Records from a point labeling set:

** BEGIN **

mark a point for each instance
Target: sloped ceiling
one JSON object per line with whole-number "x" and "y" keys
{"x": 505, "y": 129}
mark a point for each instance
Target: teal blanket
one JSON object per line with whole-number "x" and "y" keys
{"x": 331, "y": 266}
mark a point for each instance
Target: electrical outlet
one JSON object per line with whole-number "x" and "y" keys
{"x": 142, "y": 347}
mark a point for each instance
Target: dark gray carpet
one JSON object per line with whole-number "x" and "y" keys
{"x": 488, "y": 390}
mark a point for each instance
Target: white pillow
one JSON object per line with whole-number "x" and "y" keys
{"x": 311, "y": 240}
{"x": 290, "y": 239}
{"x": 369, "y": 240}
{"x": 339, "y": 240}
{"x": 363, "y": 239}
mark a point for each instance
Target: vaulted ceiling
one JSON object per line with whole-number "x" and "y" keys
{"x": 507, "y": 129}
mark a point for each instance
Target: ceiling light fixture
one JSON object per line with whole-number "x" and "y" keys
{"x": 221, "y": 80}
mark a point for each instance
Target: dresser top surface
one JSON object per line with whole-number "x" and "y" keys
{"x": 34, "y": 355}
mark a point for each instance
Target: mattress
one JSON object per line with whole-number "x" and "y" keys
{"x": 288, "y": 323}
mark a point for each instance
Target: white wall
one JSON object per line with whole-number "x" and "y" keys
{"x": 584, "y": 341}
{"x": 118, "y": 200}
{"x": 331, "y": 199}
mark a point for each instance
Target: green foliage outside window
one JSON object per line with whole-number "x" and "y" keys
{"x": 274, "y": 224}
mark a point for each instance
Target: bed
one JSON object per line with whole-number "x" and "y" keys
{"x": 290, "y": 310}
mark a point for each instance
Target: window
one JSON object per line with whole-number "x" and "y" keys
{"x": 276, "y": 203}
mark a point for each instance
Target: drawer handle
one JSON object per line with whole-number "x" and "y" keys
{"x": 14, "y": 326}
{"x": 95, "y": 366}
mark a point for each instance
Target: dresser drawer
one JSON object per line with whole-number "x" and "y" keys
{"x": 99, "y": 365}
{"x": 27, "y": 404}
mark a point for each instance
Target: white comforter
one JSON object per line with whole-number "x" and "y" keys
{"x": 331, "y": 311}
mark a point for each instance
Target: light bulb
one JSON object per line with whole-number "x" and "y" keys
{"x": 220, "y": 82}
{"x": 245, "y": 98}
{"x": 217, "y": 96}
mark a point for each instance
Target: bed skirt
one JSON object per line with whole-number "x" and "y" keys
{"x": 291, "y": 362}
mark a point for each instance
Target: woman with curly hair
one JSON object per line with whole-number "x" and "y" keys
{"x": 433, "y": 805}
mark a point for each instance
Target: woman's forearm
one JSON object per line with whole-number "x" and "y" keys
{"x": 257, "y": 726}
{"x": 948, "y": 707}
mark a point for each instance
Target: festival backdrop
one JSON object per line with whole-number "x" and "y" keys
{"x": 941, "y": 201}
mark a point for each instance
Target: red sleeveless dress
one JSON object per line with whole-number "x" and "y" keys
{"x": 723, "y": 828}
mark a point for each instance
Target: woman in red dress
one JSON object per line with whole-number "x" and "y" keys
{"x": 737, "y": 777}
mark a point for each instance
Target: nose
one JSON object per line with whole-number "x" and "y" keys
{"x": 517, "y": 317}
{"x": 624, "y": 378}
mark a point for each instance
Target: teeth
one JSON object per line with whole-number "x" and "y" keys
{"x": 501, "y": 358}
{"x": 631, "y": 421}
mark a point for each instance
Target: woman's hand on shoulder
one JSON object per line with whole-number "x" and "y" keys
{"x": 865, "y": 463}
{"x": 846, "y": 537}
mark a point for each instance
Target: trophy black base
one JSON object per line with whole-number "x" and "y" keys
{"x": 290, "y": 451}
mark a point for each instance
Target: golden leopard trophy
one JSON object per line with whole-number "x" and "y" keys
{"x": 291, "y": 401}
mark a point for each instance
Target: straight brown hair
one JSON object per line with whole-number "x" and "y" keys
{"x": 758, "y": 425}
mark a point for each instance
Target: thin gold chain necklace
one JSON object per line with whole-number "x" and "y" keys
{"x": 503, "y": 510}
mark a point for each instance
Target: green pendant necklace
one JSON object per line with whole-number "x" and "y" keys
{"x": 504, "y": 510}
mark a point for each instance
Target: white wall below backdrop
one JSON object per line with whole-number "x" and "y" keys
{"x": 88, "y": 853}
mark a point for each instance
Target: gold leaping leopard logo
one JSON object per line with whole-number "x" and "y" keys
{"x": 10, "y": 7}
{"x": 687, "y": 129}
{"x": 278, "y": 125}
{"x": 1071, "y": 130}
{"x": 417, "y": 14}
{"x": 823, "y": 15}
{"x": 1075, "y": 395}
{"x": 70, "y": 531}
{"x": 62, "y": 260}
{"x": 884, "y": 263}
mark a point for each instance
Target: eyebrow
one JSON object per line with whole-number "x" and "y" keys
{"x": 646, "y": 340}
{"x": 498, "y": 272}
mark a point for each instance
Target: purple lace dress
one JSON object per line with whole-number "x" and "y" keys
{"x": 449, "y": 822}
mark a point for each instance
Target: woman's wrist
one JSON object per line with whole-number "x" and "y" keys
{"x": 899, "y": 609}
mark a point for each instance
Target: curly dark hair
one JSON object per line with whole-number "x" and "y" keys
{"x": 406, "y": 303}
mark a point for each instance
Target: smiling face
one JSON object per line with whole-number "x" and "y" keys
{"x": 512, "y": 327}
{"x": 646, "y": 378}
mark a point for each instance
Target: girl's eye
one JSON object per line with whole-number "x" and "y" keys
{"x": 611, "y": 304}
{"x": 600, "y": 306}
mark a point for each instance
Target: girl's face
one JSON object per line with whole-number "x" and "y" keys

** END **

WHAT YOU NEED TO DO —
Transcribe every entry exactly, omitting nothing.

RESULT —
mark a point for each instance
Target: sloped ceiling
one JSON object per line with whole-number "x" and "y" keys
{"x": 505, "y": 129}
mark a point for each instance
Target: teal blanket
one JSON object per line with whole-number "x" and "y" keys
{"x": 331, "y": 266}
mark a point for each instance
Target: electrical outlet
one JSON object per line with whole-number "x" and "y" keys
{"x": 142, "y": 347}
mark a point for each instance
Target: dark gray carpet
one JSON object per line with whole-number "x" and "y" keys
{"x": 488, "y": 390}
mark a point for each instance
Target: white pillow
one JSON object per line with whole-number "x" and "y" keys
{"x": 311, "y": 240}
{"x": 290, "y": 239}
{"x": 369, "y": 240}
{"x": 339, "y": 240}
{"x": 363, "y": 239}
mark a point for each instance
Target: vaulted ceiling
one JSON object per line with whole-number "x" and "y" keys
{"x": 507, "y": 129}
mark a point for each instance
Target: ceiling light fixture
one JSON object per line with whole-number "x" and "y" keys
{"x": 221, "y": 80}
mark a point for each instance
Target: dresser top surface
one JSON object per line with whole-number "x" and "y" keys
{"x": 34, "y": 355}
mark a point for each instance
Target: mattress
one JSON object per line with whole-number "x" and "y" keys
{"x": 288, "y": 323}
mark a point for each instance
Target: white wall
one JSON object per line with whole-number "x" and "y" keys
{"x": 584, "y": 341}
{"x": 118, "y": 200}
{"x": 331, "y": 199}
mark a point for each instance
Target: green foliage outside window
one JSON object per line with whole-number "x" and "y" keys
{"x": 274, "y": 224}
mark a point for each instance
Target: bed
one JSON object per line with whole-number "x" and "y" keys
{"x": 290, "y": 310}
mark a point for each instance
Target: window
one JSON object per line with whole-number "x" and "y" keys
{"x": 276, "y": 203}
mark a point for each instance
Target: drawer handle
one JSON object per line with whole-number "x" and "y" keys
{"x": 14, "y": 326}
{"x": 95, "y": 366}
mark a point for each instance
Target: dresser drawer
one JSON object per line with whole-number "x" and "y" keys
{"x": 99, "y": 365}
{"x": 27, "y": 404}
mark a point for each instance
Target: white comforter
one JSON object per line with whole-number "x" and "y" keys
{"x": 331, "y": 311}
mark a point for each instance
Target: light bulb
one JSON object per line with whole-number "x" and "y" keys
{"x": 220, "y": 82}
{"x": 245, "y": 98}
{"x": 217, "y": 96}
mark a point for each instance
Target: bed skirt
one JSON object per line with whole-number "x" and "y" keys
{"x": 291, "y": 362}
mark a point for each instance
Target: woman with curly hair
one JSON object per line with whole-number "x" and "y" keys
{"x": 433, "y": 805}
mark a point for each instance
Target: woman's forearm
one JSON object per line with whole-number "x" and "y" keys
{"x": 257, "y": 726}
{"x": 948, "y": 707}
mark a point for each instance
Target: festival backdrop
one JSON object per line with whole-number "x" and "y" keys
{"x": 941, "y": 201}
mark a point for each instance
Target: red sleeveless dress
one JSON object per line with whole-number "x" and "y" keys
{"x": 723, "y": 828}
mark a point for each instance
Target: woman in red dress
one JSON object per line with whole-number "x" and "y" keys
{"x": 737, "y": 777}
mark a point for each instance
Target: nose
one JSON object per line with whole-number "x" and "y" keys
{"x": 517, "y": 317}
{"x": 624, "y": 378}
mark a point for each instance
Target: teeth
one JSON object per line with whole-number "x" and "y" keys
{"x": 501, "y": 358}
{"x": 631, "y": 421}
mark a point for each instance
Target: woman's hand on shoulder
one JSON object per line with whole-number "x" and "y" keys
{"x": 865, "y": 463}
{"x": 846, "y": 537}
mark a point for each instance
Target: trophy black base
one JSON object per line with whole-number "x" and "y" keys
{"x": 290, "y": 451}
mark a point for each instance
Target: golden leopard trophy
one JSON object per line with whole-number "x" and "y" keys
{"x": 291, "y": 401}
mark a point for each instance
Target: straight brown hair
one JSON object per line with whole-number "x" and "y" keys
{"x": 758, "y": 425}
mark a point for each instance
Target: thin gold chain necklace
one JSON object per line with whole-number "x" and "y" keys
{"x": 503, "y": 510}
mark a point for each instance
Target: green pendant necklace
one JSON object per line with whole-number "x" and "y" keys
{"x": 504, "y": 510}
mark a point for each instance
Target: white wall below backdrop
one JSON object per line with whole-number "x" and "y" keys
{"x": 88, "y": 853}
mark a point for each instance
Target: gold leaping leopard logo
one JSON object per line with whole-number "x" and "y" keys
{"x": 10, "y": 7}
{"x": 687, "y": 129}
{"x": 278, "y": 125}
{"x": 1071, "y": 130}
{"x": 417, "y": 14}
{"x": 823, "y": 15}
{"x": 1075, "y": 395}
{"x": 70, "y": 531}
{"x": 62, "y": 260}
{"x": 884, "y": 263}
mark a point for each instance
Target: eyebrow
one JSON object per line with whole-number "x" and "y" keys
{"x": 646, "y": 340}
{"x": 498, "y": 272}
mark a point for each instance
Target: purple lace dress
one JSON object per line with whole-number "x" and "y" keys
{"x": 449, "y": 822}
mark a point for each instance
Target: woman's wrist
one JSON object per line with whole-number "x" and "y" keys
{"x": 899, "y": 609}
mark a point for each instance
Target: curly dark hair
one JSON object per line with whole-number "x" and "y" keys
{"x": 406, "y": 303}
mark a point for each instance
Target: smiling face
one JSON object per line with whole-number "x" and "y" keys
{"x": 512, "y": 327}
{"x": 646, "y": 378}
mark a point for each instance
Target: girl's eye
one JSON object per line with whole-number "x" and "y" keys
{"x": 611, "y": 304}
{"x": 600, "y": 306}
mark a point for each instance
Target: girl's face
one JSON object per line with whole-number "x" and "y" keys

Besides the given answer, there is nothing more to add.